--- begin ---
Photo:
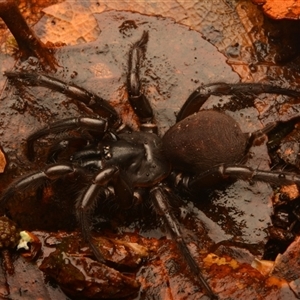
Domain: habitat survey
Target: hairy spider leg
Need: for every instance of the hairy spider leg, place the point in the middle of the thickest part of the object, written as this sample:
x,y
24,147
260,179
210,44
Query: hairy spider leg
x,y
161,203
202,93
29,44
98,125
138,101
87,201
37,179
91,100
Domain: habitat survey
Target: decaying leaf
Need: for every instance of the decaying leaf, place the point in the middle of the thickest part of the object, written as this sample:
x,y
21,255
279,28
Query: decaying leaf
x,y
278,9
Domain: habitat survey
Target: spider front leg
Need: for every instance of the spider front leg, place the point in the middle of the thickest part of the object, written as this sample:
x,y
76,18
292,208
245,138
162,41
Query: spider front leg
x,y
37,179
97,125
202,93
161,202
92,101
97,190
138,101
--- end ---
Make an exact copy of all the material, but keep the pictures out of it.

Photo:
Domain: habitat survey
Target: hairy spider leg
Need: for every instance of the hairy spider leg, place the point in the middle of the thickest part of the object, written as this sample:
x,y
24,147
260,179
210,44
Query: hairy spider leg
x,y
161,203
202,93
29,44
98,125
138,101
87,201
37,179
91,100
Domain: habitat survey
Target: decaying leaf
Need: for every instance of the decaying leaf, place the point in the middle of the thickest part of the object, written as this sample:
x,y
21,255
279,28
Query: decaying leaf
x,y
278,9
Domain: habitat survey
Target: spider front leg
Need: for every instance of the spider front leg, place the point in the middle of the thickest part of the object, written as this sample:
x,y
76,18
292,208
245,138
162,41
Query: spider front leg
x,y
37,179
97,125
202,93
161,202
92,101
97,190
138,101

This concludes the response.